Excerpted data: Begin

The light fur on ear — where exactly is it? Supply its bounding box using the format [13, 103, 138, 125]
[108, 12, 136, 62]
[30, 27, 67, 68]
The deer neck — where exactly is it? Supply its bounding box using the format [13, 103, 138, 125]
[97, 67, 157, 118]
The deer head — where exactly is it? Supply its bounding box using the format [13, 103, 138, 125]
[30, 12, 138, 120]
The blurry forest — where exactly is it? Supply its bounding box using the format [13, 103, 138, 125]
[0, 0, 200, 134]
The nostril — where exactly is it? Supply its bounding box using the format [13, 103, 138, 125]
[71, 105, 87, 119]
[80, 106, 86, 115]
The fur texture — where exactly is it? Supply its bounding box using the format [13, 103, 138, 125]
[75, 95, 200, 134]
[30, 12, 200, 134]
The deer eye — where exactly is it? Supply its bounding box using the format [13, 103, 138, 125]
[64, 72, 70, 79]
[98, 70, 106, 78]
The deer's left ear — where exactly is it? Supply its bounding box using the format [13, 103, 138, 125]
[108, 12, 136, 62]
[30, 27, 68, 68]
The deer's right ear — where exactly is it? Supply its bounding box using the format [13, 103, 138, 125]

Excerpted data: End

Instructions for the task ::
This task calls for the material above to be duplicated verbatim.

Reply to the task ::
The light fur on ear — where exactly is it? Supply its bounding box using the format [13, 103, 138, 125]
[108, 12, 136, 62]
[30, 27, 67, 68]
The deer neck — where exactly is it? Supply its bounding box using the format [13, 103, 138, 125]
[97, 67, 157, 118]
The deer head — where exactly is it? Supply its bounding box using the format [13, 103, 138, 125]
[30, 12, 138, 120]
The blurry forest — where exactly is it? Supply its bounding box using the format [13, 103, 138, 125]
[0, 0, 200, 134]
The nostril — where exactly is it? Supply its bounding box using the format [13, 103, 138, 125]
[71, 105, 87, 119]
[80, 106, 86, 115]
The fur texture — where exactly is it? Supply its bounding box using the format [13, 103, 138, 125]
[75, 95, 200, 134]
[30, 12, 200, 134]
The deer eye — where exactly is it? Supply its bounding box using the format [13, 103, 138, 125]
[64, 72, 70, 79]
[98, 70, 106, 78]
The deer's left ear — where exactly is it? Supply its bounding box using the format [13, 103, 138, 125]
[108, 12, 136, 62]
[30, 27, 68, 68]
The deer's right ear — where exactly is it? Supply its bounding box using the format [13, 103, 138, 125]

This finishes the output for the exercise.